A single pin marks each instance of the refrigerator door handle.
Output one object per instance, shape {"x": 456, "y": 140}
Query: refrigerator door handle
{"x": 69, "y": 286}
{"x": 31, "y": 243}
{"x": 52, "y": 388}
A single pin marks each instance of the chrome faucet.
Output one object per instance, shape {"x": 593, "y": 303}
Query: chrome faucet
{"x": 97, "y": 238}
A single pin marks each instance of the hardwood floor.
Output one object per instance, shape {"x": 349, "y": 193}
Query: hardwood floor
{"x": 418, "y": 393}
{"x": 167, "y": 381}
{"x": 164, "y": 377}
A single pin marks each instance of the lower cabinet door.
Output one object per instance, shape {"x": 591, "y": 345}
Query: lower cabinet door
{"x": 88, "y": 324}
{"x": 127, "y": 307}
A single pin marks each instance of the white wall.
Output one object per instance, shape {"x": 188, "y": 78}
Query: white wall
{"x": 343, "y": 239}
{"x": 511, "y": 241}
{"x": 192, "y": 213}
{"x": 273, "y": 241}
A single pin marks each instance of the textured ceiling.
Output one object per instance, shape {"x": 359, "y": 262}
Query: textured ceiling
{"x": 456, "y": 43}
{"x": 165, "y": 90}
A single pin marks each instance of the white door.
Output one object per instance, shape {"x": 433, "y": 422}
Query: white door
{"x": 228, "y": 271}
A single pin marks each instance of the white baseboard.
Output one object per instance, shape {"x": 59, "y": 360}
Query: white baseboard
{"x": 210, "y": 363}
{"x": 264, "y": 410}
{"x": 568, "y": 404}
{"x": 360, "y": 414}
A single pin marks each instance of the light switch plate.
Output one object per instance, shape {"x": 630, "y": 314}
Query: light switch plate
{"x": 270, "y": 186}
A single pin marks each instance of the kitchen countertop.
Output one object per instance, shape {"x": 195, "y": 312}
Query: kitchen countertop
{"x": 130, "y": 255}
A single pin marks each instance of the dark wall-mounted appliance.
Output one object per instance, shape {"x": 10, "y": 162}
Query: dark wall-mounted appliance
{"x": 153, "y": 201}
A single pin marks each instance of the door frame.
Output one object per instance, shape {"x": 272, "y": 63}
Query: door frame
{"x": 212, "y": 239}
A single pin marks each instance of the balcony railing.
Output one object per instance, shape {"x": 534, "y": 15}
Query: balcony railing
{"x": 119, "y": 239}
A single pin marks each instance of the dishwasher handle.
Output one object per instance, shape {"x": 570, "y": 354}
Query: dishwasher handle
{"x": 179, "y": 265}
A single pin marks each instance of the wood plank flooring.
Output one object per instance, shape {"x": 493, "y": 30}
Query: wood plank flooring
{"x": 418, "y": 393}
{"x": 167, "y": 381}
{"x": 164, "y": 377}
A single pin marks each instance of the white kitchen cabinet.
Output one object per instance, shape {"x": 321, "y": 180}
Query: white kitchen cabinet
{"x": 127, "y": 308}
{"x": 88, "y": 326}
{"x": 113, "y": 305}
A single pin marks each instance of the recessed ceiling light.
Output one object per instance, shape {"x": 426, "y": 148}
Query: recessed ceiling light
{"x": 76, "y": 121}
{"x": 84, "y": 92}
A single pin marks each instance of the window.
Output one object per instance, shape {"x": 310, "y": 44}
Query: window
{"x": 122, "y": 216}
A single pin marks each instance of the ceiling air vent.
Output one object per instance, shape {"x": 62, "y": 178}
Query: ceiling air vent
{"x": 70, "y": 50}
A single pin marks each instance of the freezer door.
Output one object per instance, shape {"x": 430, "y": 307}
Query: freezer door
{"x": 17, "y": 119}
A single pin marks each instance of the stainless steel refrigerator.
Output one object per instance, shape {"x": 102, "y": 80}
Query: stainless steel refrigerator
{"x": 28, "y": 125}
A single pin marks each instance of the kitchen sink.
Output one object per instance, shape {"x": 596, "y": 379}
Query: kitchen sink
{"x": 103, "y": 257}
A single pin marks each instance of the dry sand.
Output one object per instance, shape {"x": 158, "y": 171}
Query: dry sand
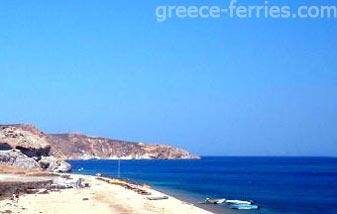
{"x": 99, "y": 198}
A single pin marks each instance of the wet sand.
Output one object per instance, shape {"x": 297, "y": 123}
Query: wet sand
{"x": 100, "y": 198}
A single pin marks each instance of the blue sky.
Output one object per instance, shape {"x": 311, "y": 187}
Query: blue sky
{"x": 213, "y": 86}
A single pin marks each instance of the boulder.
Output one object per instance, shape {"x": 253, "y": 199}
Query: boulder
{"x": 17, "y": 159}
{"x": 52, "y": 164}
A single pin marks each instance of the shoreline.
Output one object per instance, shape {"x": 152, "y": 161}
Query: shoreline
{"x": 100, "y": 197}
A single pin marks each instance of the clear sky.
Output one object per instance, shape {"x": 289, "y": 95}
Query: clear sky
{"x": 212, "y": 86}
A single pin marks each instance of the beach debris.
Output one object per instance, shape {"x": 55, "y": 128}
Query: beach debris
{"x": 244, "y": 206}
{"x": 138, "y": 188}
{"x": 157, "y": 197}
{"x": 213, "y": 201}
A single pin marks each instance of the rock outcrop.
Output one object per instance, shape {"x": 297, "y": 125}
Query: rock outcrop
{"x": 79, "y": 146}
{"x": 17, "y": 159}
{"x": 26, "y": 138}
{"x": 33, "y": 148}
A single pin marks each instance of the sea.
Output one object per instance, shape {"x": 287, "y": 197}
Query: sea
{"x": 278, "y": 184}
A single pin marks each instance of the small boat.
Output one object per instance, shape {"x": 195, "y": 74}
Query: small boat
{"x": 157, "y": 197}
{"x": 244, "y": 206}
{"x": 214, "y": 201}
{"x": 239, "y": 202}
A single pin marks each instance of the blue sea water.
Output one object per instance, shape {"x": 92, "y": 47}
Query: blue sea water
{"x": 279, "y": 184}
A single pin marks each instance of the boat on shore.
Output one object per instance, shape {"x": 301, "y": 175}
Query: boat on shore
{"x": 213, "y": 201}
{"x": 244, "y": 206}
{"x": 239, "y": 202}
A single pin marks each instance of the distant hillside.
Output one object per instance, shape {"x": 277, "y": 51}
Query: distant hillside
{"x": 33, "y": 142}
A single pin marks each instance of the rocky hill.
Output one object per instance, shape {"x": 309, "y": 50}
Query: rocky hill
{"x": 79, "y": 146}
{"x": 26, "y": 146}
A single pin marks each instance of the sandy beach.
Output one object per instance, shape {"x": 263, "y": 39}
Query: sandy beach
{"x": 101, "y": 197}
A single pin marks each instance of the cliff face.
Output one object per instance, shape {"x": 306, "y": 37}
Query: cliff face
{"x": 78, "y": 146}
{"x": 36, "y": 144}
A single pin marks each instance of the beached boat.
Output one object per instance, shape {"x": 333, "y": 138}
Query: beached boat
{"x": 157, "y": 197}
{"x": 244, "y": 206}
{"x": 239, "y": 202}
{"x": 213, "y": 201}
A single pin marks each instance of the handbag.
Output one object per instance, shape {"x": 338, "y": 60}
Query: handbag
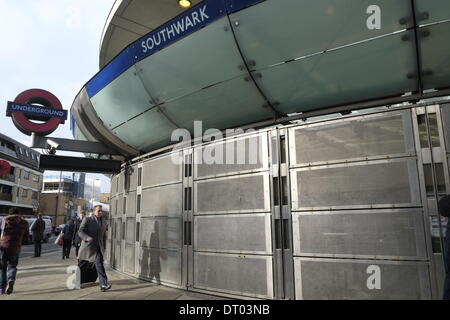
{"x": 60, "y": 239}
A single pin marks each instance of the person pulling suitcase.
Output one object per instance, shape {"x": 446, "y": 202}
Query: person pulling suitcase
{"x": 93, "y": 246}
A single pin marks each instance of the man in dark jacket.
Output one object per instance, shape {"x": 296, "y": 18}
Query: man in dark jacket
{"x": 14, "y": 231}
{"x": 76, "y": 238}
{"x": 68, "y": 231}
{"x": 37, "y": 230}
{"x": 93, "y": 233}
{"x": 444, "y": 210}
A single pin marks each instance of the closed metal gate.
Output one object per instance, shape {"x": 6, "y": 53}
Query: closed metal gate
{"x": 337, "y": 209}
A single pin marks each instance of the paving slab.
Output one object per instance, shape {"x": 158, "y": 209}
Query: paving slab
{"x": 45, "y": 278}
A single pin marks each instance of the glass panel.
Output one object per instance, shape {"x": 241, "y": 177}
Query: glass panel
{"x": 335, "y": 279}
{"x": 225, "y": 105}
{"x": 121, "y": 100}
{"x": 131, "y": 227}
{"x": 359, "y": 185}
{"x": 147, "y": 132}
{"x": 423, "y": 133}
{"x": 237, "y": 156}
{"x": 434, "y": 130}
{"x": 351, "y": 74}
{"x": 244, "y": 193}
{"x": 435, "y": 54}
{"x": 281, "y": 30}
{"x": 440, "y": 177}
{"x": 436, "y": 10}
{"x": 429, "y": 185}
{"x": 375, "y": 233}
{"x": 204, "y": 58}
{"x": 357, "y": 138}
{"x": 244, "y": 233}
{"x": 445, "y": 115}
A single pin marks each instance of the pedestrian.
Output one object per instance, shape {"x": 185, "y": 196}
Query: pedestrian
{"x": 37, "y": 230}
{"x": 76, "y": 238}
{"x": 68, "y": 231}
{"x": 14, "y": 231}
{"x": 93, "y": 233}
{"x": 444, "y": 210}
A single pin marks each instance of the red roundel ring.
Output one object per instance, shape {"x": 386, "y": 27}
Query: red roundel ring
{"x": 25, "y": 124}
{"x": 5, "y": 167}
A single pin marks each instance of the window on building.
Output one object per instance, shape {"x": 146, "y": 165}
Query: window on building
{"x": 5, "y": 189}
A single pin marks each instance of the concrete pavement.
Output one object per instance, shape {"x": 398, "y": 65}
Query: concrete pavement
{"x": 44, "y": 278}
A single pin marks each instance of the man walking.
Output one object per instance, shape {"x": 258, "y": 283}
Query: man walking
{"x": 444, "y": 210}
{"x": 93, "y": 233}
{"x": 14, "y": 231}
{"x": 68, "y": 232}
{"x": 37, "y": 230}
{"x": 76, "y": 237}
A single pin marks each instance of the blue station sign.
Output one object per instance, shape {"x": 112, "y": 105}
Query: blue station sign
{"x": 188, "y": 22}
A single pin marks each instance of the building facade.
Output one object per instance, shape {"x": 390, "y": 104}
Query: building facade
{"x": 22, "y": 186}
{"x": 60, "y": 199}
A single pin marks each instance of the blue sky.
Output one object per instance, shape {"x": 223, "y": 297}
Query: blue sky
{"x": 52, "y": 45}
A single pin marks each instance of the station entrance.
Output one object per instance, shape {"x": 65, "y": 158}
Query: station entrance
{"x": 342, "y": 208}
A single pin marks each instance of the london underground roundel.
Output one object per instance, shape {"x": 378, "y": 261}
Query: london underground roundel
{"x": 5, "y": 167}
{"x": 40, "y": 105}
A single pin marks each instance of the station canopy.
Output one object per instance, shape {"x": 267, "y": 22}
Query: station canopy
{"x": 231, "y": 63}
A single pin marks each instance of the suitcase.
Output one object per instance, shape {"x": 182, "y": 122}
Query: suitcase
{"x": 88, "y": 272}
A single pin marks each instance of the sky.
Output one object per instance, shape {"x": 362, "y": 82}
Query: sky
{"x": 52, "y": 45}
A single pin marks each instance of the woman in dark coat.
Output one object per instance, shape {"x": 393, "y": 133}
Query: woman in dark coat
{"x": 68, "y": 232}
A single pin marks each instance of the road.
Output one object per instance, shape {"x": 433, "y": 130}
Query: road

» What you should do: Render the lines from the one containing "A single pin marks each instance of the man walking." through the end of the lines above as a Markdown table with the columns Row and Line. Give each line a row number and omit any blank lines.

» Full response:
| Row | Line |
|---|---|
| 1 | A single pin marks each instance of the man walking. |
| 2 | Output one object per instance, shape {"x": 258, "y": 283} |
| 3 | Query: man walking |
| 4 | {"x": 444, "y": 210} |
| 5 | {"x": 93, "y": 233} |
| 6 | {"x": 14, "y": 231} |
| 7 | {"x": 68, "y": 232} |
| 8 | {"x": 37, "y": 230} |
| 9 | {"x": 76, "y": 237} |
| 10 | A single pin marks each instance of the blue station sign. |
| 11 | Output one object per instance, shape {"x": 112, "y": 105} |
| 12 | Query: blue station sign |
| 13 | {"x": 188, "y": 22} |
| 14 | A single pin marks each instance of the building facade. |
| 15 | Output one object per instance, shape {"x": 390, "y": 104} |
| 16 | Query: building facade |
| 17 | {"x": 22, "y": 186} |
| 18 | {"x": 60, "y": 199} |
| 19 | A single pin marks each instance of the blue sky. |
| 20 | Output one object per instance, shape {"x": 223, "y": 297} |
| 21 | Query: blue sky |
| 22 | {"x": 52, "y": 45} |
| 23 | A single pin marks each instance of the station entrance. |
| 24 | Output one object per instance, shape {"x": 65, "y": 158} |
| 25 | Query: station entrance |
| 26 | {"x": 342, "y": 208} |
| 27 | A single pin marks each instance of the london underground roundel. |
| 28 | Output one object per instance, shape {"x": 378, "y": 261} |
| 29 | Query: london underground roundel |
| 30 | {"x": 5, "y": 167} |
| 31 | {"x": 40, "y": 105} |
| 32 | A single pin marks each instance of the station canopy. |
| 33 | Output one object per instance, shape {"x": 267, "y": 22} |
| 34 | Query: station canopy |
| 35 | {"x": 231, "y": 63} |
| 36 | A single pin marks each instance of the suitcase. |
| 37 | Output one object per instance, shape {"x": 182, "y": 122} |
| 38 | Query: suitcase |
| 39 | {"x": 88, "y": 272} |
| 40 | A single pin marks each instance of the sky. |
| 41 | Output one object per instance, shape {"x": 362, "y": 82} |
| 42 | Query: sky |
| 43 | {"x": 52, "y": 45} |
| 44 | A single pin marks each instance of the woman in dark coat. |
| 45 | Output one object per instance, shape {"x": 393, "y": 133} |
| 46 | Query: woman in dark coat |
| 47 | {"x": 68, "y": 232} |
| 48 | A single pin marks each instance of the road. |
| 49 | Output one object per instance, shape {"x": 433, "y": 130} |
| 50 | Query: road |